SUPPLIED DATA:
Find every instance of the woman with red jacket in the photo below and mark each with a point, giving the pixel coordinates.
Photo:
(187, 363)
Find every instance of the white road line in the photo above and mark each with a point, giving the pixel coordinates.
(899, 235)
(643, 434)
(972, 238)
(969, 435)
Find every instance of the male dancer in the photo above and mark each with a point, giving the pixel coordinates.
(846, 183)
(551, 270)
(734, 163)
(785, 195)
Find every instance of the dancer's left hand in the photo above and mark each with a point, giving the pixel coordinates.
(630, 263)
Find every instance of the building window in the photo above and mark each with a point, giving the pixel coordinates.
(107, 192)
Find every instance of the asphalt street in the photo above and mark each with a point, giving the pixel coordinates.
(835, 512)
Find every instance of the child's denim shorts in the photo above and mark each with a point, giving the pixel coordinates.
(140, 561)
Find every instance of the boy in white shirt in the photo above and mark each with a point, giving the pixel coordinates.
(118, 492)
---
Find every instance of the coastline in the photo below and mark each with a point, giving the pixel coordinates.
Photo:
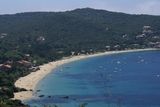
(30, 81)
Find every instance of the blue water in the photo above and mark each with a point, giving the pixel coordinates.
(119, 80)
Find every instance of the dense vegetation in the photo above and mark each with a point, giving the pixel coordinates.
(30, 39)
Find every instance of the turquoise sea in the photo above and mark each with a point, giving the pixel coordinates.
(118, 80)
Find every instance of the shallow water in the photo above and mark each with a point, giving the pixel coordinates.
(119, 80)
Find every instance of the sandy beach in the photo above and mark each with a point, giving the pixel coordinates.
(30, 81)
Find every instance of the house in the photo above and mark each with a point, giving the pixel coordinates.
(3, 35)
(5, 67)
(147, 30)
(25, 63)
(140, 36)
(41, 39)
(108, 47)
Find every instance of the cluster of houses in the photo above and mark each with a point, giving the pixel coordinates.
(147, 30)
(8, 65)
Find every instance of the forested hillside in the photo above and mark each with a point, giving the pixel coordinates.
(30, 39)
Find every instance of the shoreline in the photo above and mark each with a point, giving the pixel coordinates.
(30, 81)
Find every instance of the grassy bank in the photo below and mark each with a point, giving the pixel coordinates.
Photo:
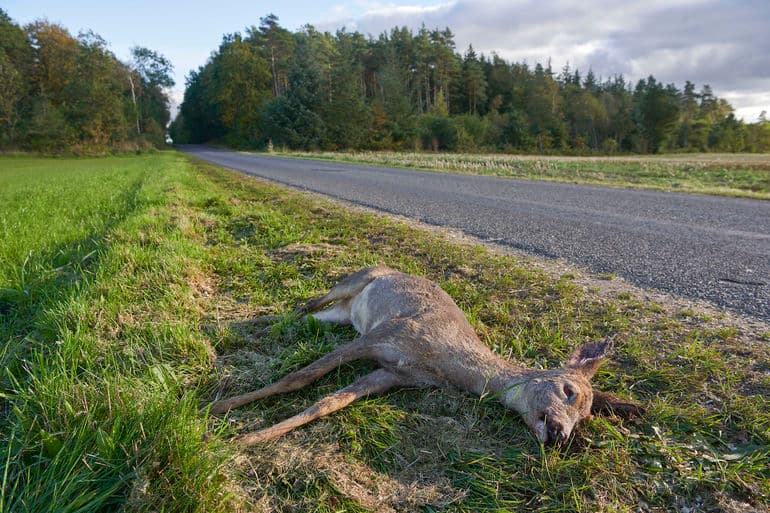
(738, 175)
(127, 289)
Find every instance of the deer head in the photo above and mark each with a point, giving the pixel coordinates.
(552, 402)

EXERCISE PROMPT: Report every line in the items above that contains the word "white", and copy each such line in full.

CORRECT OUTPUT:
Find every instance of the white road line in the photo above and mark each with a point, giving the pixel coordinates.
Find every instance of the boy in white shirt in the photo above and mark each with a point, giving the pixel coordinates.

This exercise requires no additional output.